== SELECTED EXCERPT ==

------------------------------------------------------------------------

How can I improve query performance for 200+ million records

Tags:

Background

I have a MySQL test environment with a table which contains over 200 million rows. On this table have to execute two types of queries;

Do certain rows exists. Given a client_id and a list of sgtins, which can hold up to 50.000 items, I need to know which sgtins are present in the table.
Select those rows. Given a client_id and a list of sgtins, which can hold up to 50.000 items, I need to fetch the full row. (store, gtin...)

The table can grow to 200+ millions record for a single 'client_id'.

Test environment

Xeon E3-1545M / 32GB RAM / SSD. InnoDB buffer pool 24GB. (Production will be a larger server with 192GB RAM)

------------------------------------------------------------------------

== RECORDED DATA ==
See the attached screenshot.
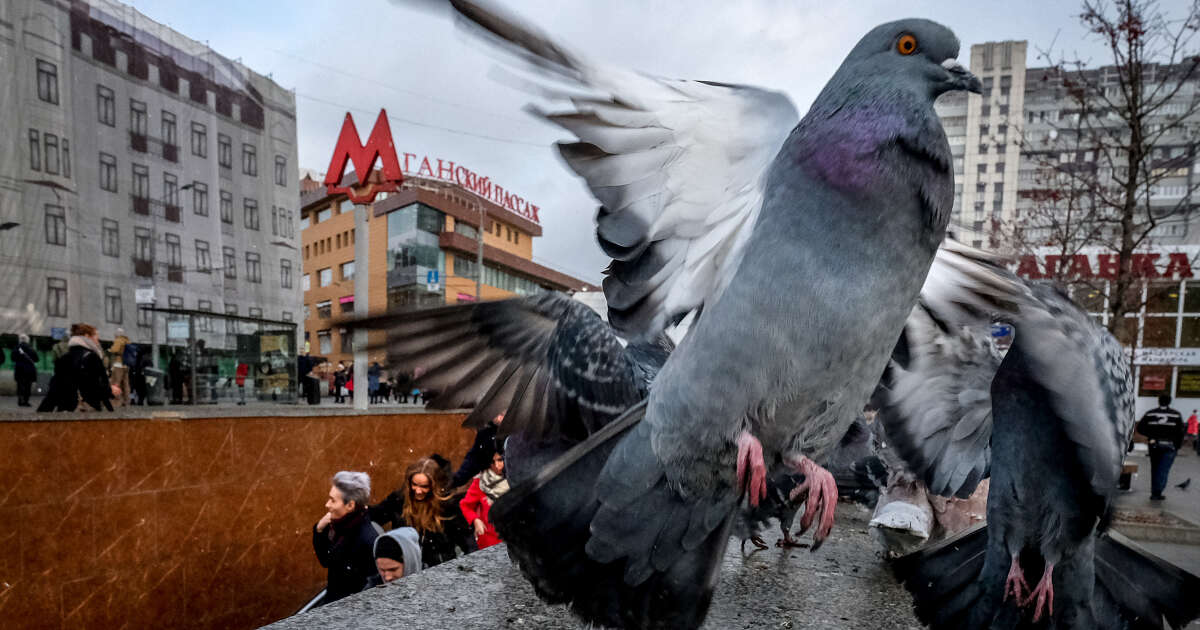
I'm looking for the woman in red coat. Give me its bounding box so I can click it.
[458,452,509,548]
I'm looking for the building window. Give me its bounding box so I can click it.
[100,154,116,192]
[62,138,71,179]
[196,300,212,332]
[29,130,42,170]
[130,98,149,136]
[133,228,154,263]
[196,240,212,274]
[42,133,60,175]
[246,252,263,282]
[221,191,233,226]
[46,277,67,317]
[46,204,67,246]
[37,59,59,104]
[162,109,179,146]
[221,247,238,280]
[100,218,121,258]
[162,173,179,208]
[132,164,150,199]
[241,144,258,178]
[192,122,209,157]
[96,84,116,127]
[163,234,184,268]
[104,287,125,324]
[192,181,209,216]
[242,199,258,229]
[226,304,238,335]
[217,133,233,168]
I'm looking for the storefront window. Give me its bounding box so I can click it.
[1141,316,1176,348]
[1175,367,1200,398]
[1146,282,1180,313]
[1183,280,1200,313]
[1138,365,1171,396]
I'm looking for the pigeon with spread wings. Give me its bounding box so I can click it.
[374,0,980,628]
[876,244,1200,630]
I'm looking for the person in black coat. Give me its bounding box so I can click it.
[312,470,379,606]
[37,324,121,412]
[1138,394,1187,500]
[12,335,37,407]
[450,414,504,488]
[370,457,476,569]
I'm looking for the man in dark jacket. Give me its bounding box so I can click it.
[312,470,379,605]
[450,414,504,488]
[12,335,37,407]
[1138,394,1186,500]
[37,324,121,412]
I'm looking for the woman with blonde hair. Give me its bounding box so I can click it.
[370,457,475,569]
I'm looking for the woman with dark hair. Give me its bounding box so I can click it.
[37,324,121,412]
[370,457,475,569]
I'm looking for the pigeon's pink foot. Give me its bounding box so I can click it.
[1022,562,1054,623]
[1004,553,1030,606]
[738,431,767,506]
[788,457,838,551]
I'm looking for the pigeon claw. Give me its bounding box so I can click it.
[738,431,767,508]
[1004,553,1030,606]
[1021,563,1054,623]
[790,457,838,551]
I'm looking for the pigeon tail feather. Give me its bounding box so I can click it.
[490,402,732,628]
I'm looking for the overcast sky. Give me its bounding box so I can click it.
[131,0,1186,282]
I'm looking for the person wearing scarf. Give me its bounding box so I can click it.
[458,451,509,548]
[37,324,121,412]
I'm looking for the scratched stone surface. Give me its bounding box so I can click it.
[0,407,474,630]
[268,504,920,630]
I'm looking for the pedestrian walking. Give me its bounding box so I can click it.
[108,328,130,407]
[37,324,120,412]
[1188,409,1200,455]
[1138,394,1184,500]
[11,334,37,407]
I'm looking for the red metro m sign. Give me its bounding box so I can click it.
[325,109,404,204]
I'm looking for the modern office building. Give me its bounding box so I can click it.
[0,0,301,362]
[936,41,1200,412]
[300,168,600,361]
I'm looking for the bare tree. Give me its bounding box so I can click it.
[994,0,1200,342]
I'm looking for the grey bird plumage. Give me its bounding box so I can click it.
[384,0,979,628]
[881,246,1200,629]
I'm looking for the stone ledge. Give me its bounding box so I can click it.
[266,503,922,630]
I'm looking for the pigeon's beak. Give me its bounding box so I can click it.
[942,59,983,94]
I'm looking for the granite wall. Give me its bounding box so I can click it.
[0,413,473,629]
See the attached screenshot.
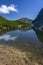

------------------------------------------------------------------------

== ACTIONS TO TAKE ==
1. Answer these from the MySQL query performance post:
(a) How many rows does the table in the test environment contain?
(b) Up to how many items can the list of sgtins hold?
(c) How much RAM will the production server have?
2. Retype the MySQL query performance post from "Do certain rows" to "a single 'client_id'.".

== COMPLETE ANSWERS ==
1.
(a) Over 200 million rows.
(b) Up to 50.000 items.
(c) 192GB.

2.
Do certain rows exists. Given a client_id and a list of sgtins, which can hold up to 50.000 items, I need to know which sgtins are present in the table.
Select those rows. Given a client_id and a list of sgtins, which can hold up to 50.000 items, I need to fetch the full row. (store, gtin...)

The table can grow to 200+ millions record for a single 'client_id'.